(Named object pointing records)
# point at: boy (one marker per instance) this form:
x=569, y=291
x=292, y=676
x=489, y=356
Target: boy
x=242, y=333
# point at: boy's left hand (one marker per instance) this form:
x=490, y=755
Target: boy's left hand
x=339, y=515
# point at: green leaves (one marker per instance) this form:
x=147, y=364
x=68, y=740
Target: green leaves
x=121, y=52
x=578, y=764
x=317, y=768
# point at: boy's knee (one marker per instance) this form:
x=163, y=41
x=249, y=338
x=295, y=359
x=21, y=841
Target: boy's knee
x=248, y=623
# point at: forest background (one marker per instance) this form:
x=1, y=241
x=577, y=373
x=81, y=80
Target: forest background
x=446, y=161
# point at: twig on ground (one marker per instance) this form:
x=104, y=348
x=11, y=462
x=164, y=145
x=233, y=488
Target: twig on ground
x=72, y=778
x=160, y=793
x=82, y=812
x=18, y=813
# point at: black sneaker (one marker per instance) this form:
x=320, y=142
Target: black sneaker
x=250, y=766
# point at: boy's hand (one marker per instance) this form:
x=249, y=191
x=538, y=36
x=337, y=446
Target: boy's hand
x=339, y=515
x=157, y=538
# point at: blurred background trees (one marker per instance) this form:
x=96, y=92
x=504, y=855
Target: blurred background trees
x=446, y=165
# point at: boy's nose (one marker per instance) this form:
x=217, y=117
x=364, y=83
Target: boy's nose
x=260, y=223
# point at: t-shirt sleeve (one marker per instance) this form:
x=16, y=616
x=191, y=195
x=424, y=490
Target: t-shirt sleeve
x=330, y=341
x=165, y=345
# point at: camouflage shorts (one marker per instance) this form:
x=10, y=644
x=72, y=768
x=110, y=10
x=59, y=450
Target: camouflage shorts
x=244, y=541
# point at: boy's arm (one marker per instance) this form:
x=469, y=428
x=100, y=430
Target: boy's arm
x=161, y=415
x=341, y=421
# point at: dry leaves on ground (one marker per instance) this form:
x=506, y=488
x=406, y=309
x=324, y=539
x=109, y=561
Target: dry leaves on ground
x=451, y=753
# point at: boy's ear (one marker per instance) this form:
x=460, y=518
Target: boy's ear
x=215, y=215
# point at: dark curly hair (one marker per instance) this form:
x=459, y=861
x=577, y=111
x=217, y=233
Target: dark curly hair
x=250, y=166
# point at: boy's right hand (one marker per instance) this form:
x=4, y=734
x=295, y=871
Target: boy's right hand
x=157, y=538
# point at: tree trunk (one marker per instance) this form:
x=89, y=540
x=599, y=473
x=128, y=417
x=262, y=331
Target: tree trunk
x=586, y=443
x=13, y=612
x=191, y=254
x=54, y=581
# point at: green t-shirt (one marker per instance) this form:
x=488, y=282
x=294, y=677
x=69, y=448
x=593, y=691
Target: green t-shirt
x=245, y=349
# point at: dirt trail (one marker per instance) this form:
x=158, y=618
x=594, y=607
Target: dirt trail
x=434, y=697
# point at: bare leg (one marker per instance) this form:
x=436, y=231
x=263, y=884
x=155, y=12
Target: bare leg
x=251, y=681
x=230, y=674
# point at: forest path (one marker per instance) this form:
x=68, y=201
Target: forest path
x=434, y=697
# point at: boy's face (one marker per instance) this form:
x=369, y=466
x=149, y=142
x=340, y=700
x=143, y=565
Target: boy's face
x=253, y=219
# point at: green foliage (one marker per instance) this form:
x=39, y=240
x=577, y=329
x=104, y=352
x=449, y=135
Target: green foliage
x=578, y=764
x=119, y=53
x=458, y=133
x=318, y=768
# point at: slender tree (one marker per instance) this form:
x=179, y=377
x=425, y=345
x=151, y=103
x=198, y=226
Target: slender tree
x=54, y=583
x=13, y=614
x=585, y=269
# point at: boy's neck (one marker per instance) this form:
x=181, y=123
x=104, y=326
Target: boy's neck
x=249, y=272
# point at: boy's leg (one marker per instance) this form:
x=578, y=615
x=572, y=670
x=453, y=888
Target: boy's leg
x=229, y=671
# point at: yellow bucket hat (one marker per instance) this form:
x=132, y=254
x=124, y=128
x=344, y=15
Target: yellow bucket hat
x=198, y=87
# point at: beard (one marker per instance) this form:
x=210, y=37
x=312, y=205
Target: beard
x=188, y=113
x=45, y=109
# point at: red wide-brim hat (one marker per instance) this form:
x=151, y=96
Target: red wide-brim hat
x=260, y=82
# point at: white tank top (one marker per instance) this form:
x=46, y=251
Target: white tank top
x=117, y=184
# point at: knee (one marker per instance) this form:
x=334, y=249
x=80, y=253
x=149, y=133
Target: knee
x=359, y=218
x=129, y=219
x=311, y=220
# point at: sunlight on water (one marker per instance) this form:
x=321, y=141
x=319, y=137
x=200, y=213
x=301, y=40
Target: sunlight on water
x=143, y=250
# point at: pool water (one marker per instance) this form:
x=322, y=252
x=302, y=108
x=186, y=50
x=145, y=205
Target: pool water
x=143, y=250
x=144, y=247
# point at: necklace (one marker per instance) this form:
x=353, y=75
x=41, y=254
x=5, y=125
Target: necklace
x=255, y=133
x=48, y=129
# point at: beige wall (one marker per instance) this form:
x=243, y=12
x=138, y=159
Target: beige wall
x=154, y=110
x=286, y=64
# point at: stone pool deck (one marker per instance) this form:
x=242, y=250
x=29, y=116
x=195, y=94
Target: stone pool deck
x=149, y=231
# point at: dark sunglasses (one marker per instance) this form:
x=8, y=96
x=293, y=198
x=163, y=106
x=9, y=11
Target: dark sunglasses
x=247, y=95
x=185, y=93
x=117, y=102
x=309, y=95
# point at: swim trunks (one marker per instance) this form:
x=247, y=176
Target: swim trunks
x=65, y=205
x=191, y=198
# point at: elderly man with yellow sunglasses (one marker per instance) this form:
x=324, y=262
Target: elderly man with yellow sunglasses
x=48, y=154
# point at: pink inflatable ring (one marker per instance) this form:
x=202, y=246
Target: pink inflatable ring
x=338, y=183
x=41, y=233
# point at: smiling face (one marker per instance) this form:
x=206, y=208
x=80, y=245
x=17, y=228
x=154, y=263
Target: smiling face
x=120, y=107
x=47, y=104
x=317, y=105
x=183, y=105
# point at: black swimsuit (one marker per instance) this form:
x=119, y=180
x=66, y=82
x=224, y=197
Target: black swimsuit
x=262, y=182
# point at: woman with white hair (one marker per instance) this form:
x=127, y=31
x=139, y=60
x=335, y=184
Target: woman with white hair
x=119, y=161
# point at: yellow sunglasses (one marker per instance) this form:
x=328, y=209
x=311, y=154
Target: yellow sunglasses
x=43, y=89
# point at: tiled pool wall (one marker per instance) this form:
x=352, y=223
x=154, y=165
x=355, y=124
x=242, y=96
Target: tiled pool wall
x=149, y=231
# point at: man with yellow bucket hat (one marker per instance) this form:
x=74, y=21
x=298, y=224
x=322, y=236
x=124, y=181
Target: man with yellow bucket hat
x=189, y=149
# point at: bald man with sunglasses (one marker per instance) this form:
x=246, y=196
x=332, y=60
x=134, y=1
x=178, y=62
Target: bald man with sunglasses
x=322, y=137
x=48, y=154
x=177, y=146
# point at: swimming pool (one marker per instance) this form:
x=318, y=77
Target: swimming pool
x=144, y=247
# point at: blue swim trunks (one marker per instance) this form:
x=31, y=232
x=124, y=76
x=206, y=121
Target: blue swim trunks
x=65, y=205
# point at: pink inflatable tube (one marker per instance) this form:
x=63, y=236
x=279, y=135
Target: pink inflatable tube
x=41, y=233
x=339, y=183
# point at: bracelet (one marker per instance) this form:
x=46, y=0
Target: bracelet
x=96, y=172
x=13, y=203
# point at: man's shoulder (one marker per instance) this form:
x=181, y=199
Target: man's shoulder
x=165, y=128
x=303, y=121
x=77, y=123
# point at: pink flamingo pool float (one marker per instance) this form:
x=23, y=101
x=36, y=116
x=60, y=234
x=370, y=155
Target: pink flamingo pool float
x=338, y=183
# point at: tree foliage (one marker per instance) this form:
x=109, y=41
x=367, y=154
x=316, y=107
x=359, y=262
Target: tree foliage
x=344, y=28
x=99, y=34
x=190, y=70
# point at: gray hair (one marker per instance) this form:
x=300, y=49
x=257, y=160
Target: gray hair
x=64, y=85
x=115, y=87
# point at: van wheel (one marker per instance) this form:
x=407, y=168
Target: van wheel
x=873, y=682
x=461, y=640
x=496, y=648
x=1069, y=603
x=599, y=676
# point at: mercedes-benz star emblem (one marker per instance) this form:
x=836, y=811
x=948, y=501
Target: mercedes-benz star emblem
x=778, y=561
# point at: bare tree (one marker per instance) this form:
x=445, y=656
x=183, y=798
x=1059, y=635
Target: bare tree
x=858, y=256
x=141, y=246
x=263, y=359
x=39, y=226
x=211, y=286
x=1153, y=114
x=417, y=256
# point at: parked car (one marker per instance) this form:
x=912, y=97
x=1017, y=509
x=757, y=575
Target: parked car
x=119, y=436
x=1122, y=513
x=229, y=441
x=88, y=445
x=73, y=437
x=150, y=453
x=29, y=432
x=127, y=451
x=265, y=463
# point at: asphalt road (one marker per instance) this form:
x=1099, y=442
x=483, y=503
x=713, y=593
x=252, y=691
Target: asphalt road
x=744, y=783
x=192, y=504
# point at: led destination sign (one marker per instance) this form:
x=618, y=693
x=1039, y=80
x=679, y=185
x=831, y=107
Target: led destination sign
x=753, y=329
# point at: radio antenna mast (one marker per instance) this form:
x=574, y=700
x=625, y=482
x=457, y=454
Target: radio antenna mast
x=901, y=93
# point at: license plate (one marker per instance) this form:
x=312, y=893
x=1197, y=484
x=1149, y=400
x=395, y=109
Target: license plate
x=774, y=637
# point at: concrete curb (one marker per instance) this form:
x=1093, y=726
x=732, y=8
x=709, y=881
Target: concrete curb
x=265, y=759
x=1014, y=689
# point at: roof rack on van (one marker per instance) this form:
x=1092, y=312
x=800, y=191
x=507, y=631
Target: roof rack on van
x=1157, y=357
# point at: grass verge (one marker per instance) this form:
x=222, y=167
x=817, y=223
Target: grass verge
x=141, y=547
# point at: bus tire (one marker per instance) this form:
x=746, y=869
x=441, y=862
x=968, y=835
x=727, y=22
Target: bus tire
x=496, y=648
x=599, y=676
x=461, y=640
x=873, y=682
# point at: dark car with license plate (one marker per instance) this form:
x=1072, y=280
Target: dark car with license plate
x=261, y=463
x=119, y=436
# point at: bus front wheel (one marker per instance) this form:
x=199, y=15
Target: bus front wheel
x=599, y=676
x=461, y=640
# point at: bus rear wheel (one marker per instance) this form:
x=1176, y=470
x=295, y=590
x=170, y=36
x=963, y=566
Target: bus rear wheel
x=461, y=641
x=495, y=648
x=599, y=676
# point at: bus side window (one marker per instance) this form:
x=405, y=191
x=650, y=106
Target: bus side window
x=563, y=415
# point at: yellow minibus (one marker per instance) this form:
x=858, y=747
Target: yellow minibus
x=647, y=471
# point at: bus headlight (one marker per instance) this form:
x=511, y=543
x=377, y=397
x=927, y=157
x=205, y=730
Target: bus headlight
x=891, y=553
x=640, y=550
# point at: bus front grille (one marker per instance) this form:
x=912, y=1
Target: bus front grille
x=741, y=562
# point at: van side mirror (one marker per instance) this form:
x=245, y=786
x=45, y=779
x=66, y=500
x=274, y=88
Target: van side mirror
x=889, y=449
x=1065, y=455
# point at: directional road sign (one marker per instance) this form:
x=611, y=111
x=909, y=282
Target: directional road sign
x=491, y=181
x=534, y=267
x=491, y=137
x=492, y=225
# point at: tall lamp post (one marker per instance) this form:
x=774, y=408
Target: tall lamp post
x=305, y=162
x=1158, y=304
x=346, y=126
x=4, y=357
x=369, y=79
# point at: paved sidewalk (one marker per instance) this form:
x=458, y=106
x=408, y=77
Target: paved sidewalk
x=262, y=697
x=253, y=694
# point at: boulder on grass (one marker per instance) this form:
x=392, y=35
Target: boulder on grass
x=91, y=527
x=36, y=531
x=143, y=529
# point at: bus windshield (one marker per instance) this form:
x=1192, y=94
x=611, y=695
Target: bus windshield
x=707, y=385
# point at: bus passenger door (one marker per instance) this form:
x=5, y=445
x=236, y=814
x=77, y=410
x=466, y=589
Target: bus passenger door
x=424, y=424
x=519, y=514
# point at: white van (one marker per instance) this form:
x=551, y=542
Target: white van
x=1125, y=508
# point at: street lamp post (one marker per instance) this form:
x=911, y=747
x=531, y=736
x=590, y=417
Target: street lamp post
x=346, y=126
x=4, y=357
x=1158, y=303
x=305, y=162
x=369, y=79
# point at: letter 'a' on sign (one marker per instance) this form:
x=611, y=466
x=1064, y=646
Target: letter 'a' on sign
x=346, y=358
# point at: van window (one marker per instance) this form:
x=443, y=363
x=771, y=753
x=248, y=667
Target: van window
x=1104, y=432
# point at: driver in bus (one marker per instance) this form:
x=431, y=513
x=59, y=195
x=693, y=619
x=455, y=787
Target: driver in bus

* [Exercise task] Render the lines from the one containing "# point at: beard" to the one containing "x=260, y=82" as a JSON list of strings, one string per line, with blank lines omitted.

* [Written response]
[
  "# point at: beard (one marker per instance) this form:",
  "x=210, y=37",
  "x=312, y=205",
  "Target: beard",
  "x=188, y=113",
  "x=45, y=109",
  "# point at: red wide-brim hat (one marker per instance) this form:",
  "x=151, y=96",
  "Target: red wide-brim hat",
  "x=260, y=82"
]